> _ACTIVITY 1_
Answer these questions from the film ballot, giving each answer on its own line marked the same way:
(a) What country is listed for Gemma Files?
(b) Who directed Princess Mononoke, and in what year was it released?
(c) In the comment on The Devils, who is the writer said to have been named after?
> _ACTIVITY 2_
Decide whether each statement agrees with the film ballot. Answer yes or no and quote the deciding words from the ballot.
(a) Vertigo is listed as a 1958 film directed by Alfred Hitchcock.
(b) The comment says the writer already owns a restored Blu-ray of The Devils.
(c) Black Narcissus is credited to a single director.
> _ACTIVITY 3_
Using the comment in the film ballot, explain in one to three sentences why seeing Gemma Jones in The Devils was a fascinating experience for the writer.

┌─ SELECTED EXCERPT

Gemma Files
Writer
Canada
Voted for
Film | Year | Director |
---|---|---|
The Devils | 1971 | Ken Russell |
The Night of the Hunter | 1955 | Charles Laughton |
Princess Mononoke | 1997 | Hayao Miyazaki |
Black Narcissus | 1947 | Michael Powell, Emeric Pressburger |
Sweet Smell of Success | 1957 | Alexander Mackendrick |
The Thing | 1982 | John Carpenter |
Angel Heart | 1987 | Alan Parker |
Vertigo | 1958 | Alfred Hitchcock |
The EAST IS RED | 1993 | Ching Siu-tung, Raymond Lee Wai-man |
Portrait of a Lady on Fire | 2019 | Céline Sciamma |
Comments
The Devils
A stunning mixture of politics, melodrama, sexual obsession and historicity of the highest water, played at 11 throughout. Also: I was named after Gemma Jones, so seeing her young and naked with Oliver Reed was a fascinating experience. I want a restored Blu-ray with the Rape of Christ option, and I want it now.

└─
┌─ EXTRACTED INFORMATION

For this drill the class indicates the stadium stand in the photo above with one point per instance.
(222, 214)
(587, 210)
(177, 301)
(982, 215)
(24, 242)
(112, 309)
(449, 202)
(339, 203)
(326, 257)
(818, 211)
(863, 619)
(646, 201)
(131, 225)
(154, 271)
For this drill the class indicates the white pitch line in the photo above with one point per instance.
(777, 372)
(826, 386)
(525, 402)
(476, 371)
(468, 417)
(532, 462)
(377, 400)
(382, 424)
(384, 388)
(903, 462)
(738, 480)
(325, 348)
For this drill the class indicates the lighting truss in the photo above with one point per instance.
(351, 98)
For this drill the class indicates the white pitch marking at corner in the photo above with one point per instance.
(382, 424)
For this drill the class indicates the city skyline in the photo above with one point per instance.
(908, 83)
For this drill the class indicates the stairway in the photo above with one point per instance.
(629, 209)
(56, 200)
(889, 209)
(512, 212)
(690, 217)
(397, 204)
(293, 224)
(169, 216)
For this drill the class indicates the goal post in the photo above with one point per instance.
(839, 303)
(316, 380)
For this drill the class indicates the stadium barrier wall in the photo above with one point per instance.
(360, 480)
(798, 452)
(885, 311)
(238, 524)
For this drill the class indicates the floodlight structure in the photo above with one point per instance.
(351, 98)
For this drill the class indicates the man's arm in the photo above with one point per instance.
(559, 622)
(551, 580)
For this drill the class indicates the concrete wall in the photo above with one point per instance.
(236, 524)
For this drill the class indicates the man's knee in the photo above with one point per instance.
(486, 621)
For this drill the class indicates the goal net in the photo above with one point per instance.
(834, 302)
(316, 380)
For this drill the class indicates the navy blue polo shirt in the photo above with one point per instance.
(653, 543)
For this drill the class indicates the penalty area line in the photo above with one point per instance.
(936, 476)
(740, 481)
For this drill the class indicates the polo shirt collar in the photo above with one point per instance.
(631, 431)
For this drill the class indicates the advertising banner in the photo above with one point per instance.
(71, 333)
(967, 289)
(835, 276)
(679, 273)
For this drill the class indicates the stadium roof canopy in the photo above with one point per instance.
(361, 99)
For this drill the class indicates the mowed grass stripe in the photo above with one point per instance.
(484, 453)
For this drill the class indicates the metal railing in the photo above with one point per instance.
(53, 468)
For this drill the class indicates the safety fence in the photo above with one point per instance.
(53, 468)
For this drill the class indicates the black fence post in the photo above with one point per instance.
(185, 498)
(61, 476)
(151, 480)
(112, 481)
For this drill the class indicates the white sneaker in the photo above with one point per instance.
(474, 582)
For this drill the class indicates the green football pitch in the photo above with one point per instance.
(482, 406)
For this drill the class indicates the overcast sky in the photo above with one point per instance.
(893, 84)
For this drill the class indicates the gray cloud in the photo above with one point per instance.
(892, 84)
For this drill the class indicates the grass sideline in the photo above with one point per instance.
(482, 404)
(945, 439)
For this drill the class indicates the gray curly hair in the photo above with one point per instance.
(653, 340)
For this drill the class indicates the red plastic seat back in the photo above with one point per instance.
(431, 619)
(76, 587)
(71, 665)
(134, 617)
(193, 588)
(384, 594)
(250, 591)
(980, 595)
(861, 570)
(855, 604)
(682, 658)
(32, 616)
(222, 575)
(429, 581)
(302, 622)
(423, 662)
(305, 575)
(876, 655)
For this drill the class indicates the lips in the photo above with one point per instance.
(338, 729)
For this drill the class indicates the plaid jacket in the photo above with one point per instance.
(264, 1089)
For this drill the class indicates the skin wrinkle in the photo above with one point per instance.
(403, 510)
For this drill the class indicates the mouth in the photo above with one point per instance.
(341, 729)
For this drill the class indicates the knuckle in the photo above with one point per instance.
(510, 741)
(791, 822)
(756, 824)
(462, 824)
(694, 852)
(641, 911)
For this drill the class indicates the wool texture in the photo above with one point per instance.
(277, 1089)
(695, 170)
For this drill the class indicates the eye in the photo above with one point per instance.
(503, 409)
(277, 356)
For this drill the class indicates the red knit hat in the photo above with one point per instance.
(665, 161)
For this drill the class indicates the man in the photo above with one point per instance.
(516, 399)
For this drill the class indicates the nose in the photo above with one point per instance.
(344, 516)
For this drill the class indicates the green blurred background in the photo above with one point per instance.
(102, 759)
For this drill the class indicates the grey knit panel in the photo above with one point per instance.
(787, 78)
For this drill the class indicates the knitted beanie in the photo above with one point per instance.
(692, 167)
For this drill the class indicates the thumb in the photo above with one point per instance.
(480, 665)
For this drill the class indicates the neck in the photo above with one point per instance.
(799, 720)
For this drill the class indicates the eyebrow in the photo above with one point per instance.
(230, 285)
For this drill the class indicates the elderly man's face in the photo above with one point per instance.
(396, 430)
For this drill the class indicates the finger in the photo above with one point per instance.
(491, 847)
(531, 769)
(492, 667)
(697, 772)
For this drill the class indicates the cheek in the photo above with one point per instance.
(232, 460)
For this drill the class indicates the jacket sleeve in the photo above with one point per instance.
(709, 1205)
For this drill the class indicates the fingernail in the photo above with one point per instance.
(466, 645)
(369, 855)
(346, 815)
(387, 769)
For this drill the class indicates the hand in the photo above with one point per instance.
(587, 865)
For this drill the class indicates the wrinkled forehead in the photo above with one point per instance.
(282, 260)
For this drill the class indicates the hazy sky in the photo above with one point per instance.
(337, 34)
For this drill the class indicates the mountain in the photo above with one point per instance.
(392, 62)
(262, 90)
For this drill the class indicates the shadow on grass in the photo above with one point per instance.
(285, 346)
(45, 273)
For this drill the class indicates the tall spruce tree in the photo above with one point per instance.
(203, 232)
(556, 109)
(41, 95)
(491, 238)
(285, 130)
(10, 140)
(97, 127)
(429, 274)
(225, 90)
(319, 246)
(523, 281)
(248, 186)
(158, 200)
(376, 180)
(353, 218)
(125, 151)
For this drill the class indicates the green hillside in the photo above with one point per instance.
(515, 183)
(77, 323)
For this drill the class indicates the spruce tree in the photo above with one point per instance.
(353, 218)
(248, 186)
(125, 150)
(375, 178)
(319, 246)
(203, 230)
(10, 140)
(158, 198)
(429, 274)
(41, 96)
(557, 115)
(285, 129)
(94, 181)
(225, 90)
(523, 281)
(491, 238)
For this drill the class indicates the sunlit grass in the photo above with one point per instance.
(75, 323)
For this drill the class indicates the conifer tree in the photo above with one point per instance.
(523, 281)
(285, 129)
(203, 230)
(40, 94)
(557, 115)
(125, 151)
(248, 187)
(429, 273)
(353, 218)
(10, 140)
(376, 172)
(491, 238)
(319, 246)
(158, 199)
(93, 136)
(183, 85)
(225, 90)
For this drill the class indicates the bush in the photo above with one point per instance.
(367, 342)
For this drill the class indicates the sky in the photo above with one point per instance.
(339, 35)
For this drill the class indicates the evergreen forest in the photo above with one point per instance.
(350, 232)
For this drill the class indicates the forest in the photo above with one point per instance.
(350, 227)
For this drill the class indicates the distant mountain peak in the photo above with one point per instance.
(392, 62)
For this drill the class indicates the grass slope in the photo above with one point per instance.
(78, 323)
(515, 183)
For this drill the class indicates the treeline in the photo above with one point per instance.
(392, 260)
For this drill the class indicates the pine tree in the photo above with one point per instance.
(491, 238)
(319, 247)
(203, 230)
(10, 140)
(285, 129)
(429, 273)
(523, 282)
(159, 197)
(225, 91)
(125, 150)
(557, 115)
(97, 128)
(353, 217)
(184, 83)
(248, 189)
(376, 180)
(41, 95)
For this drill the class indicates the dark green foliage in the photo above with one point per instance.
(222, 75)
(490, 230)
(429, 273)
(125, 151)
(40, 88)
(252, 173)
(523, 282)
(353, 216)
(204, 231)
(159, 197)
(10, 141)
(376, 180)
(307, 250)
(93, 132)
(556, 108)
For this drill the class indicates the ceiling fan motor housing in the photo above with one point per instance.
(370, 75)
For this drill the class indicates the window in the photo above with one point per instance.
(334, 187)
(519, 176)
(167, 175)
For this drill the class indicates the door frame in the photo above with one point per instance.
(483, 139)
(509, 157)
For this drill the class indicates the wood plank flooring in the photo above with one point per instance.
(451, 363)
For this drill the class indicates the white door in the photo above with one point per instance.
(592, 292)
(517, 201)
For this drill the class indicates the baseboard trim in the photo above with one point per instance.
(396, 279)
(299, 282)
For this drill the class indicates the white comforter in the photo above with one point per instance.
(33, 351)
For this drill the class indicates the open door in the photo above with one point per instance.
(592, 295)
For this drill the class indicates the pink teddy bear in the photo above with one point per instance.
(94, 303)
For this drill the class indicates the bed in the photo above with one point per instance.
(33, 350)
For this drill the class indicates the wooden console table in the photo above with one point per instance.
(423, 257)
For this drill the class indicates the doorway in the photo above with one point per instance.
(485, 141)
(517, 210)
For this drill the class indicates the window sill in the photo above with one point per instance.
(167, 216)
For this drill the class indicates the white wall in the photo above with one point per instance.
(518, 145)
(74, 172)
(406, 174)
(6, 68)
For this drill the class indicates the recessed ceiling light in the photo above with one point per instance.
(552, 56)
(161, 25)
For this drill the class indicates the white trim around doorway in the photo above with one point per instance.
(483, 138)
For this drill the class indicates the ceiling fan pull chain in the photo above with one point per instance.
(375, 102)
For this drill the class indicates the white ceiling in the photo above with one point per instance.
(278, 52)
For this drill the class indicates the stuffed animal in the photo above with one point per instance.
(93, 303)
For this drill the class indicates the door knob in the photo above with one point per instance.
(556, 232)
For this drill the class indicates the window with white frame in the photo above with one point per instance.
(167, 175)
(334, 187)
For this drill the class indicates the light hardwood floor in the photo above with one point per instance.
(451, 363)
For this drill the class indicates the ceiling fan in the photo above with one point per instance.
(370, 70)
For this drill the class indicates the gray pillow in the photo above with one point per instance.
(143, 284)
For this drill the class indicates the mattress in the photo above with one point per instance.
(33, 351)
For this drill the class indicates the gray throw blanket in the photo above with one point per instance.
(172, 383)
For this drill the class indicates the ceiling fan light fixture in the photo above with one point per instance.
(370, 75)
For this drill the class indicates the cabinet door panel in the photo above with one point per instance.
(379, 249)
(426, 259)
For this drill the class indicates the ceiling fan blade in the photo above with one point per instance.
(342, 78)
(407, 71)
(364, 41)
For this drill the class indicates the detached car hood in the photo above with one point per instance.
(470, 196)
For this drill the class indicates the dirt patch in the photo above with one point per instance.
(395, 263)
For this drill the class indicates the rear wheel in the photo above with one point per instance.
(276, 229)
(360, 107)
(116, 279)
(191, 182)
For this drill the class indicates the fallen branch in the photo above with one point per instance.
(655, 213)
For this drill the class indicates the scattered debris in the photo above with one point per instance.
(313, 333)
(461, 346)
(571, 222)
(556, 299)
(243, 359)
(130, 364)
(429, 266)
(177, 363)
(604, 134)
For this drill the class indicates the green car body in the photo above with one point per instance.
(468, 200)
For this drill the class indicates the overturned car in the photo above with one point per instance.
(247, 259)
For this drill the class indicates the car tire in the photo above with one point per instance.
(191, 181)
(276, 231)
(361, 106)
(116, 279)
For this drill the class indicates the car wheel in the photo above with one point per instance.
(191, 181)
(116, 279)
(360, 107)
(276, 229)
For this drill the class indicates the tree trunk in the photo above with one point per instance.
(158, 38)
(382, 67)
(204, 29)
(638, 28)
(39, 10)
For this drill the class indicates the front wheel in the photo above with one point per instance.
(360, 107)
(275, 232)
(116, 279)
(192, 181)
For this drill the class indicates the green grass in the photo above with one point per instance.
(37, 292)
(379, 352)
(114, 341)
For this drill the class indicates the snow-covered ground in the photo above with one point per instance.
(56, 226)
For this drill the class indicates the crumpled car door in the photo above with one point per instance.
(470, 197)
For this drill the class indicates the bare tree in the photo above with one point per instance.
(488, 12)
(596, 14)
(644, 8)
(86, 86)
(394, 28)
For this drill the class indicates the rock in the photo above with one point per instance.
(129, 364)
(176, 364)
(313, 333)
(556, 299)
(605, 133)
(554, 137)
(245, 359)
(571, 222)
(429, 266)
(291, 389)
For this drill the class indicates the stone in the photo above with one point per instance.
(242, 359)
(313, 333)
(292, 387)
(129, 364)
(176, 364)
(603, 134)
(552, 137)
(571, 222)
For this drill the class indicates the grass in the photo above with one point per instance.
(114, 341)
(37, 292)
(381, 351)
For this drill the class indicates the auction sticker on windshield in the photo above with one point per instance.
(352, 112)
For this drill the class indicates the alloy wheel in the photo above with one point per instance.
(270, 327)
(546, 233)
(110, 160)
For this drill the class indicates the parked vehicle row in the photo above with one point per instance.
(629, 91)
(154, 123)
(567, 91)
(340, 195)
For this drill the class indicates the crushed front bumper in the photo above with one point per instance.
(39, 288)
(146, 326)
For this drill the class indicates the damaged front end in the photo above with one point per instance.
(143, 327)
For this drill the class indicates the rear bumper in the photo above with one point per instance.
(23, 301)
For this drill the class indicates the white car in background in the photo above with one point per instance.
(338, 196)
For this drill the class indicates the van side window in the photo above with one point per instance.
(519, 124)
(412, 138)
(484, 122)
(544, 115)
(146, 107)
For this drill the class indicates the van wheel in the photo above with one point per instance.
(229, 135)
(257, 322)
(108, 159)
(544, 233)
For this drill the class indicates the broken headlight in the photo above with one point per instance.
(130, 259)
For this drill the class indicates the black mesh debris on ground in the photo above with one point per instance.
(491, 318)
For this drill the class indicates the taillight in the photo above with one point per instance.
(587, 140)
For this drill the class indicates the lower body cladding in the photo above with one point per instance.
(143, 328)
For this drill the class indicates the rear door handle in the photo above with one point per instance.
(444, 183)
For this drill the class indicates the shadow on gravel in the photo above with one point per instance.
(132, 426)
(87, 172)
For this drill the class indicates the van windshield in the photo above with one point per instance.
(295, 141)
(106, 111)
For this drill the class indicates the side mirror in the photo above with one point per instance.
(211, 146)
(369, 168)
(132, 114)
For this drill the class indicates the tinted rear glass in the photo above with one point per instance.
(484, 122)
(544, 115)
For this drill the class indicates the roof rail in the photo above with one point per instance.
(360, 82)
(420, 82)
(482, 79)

└─

> _SOLUTION 1_
(a) Canada
(b) Hayao Miyazaki, 1997
(c) Gemma Jones

> _SOLUTION 2_
(a) Yes: "Vertigo | 1958 | Alfred Hitchcock"
(b) No: "I want a restored Blu-ray with the Rape of Christ option, and I want it now."
(c) No: "Michael Powell, Emeric Pressburger"

> _SOLUTION 3_
The writer was named after Gemma Jones. Because of that, seeing her young and naked with Oliver Reed was a fascinating experience.